Records =>
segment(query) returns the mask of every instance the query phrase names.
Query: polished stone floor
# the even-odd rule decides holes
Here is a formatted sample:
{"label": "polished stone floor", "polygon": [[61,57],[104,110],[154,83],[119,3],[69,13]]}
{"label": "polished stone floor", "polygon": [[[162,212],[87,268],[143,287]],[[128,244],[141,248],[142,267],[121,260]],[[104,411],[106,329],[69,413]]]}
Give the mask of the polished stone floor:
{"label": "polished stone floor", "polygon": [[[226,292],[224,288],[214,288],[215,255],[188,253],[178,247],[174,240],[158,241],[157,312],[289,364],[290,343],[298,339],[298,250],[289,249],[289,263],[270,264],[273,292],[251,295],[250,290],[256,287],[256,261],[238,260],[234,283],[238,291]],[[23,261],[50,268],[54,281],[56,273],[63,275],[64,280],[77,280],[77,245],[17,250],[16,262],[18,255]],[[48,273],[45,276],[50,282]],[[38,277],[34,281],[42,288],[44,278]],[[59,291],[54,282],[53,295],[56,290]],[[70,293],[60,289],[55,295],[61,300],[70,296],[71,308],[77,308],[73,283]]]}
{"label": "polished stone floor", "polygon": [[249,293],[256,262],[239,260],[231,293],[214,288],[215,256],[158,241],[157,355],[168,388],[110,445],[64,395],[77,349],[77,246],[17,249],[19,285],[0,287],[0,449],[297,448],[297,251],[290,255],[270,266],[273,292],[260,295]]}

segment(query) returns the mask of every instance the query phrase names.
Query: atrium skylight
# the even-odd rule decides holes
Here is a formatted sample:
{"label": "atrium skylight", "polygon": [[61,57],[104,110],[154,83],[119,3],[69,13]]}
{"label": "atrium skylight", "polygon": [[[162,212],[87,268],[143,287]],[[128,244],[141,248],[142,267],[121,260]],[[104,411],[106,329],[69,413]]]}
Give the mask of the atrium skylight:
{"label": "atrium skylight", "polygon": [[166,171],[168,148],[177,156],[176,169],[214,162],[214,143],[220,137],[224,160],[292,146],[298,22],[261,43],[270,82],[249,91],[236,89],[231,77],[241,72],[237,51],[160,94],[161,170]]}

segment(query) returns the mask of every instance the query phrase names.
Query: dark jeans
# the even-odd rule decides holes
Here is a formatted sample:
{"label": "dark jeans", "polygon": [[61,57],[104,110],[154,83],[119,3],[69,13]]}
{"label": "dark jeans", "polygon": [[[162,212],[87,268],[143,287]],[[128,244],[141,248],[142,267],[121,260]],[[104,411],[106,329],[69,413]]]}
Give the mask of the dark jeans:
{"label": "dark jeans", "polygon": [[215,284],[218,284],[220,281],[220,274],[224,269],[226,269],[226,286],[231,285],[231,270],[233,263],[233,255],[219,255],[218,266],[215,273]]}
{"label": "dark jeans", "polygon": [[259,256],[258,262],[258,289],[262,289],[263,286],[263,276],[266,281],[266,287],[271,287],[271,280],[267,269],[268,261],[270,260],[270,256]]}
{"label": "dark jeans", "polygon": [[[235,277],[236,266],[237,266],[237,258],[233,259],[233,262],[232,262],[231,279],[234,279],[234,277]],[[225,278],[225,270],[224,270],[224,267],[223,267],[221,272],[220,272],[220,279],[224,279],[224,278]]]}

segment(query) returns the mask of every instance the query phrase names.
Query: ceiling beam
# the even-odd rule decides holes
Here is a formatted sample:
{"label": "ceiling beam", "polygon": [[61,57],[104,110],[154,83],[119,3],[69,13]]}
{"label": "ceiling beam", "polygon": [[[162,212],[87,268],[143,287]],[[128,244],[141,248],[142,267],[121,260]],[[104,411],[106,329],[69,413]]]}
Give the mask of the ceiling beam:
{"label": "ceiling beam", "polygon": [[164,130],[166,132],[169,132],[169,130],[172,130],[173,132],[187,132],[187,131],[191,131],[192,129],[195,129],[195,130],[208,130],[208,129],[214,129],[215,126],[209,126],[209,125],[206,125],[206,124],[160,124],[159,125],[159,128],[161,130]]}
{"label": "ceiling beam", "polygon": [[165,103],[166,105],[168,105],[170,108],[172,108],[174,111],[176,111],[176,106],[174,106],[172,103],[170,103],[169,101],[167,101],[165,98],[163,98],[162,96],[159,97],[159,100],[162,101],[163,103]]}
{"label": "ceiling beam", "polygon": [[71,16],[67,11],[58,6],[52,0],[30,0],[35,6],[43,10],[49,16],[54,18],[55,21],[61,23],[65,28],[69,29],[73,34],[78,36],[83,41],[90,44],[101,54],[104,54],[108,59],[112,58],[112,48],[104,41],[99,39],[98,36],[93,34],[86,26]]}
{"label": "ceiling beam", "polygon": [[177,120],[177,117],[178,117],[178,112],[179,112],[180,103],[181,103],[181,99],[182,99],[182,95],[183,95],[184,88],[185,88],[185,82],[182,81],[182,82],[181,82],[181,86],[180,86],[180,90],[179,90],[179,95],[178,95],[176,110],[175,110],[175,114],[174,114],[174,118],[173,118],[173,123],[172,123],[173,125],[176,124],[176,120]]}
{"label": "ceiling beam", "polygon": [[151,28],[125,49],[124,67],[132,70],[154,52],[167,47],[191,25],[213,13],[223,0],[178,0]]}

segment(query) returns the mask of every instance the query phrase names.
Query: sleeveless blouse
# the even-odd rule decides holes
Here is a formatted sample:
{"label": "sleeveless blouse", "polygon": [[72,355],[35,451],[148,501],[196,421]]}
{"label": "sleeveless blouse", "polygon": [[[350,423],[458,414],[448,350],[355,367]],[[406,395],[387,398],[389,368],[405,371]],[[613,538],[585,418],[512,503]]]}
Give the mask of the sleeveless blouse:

What to work on =>
Read through the entries above and copy each line that has the string "sleeveless" in it.

Reply to the task =>
Query: sleeveless blouse
{"label": "sleeveless blouse", "polygon": [[72,355],[35,451],[148,501],[196,421]]}
{"label": "sleeveless blouse", "polygon": [[[350,423],[458,414],[448,350],[355,367]],[[406,395],[387,398],[389,368],[405,371]],[[613,538],[585,418],[512,503]]]}
Give the mask of the sleeveless blouse:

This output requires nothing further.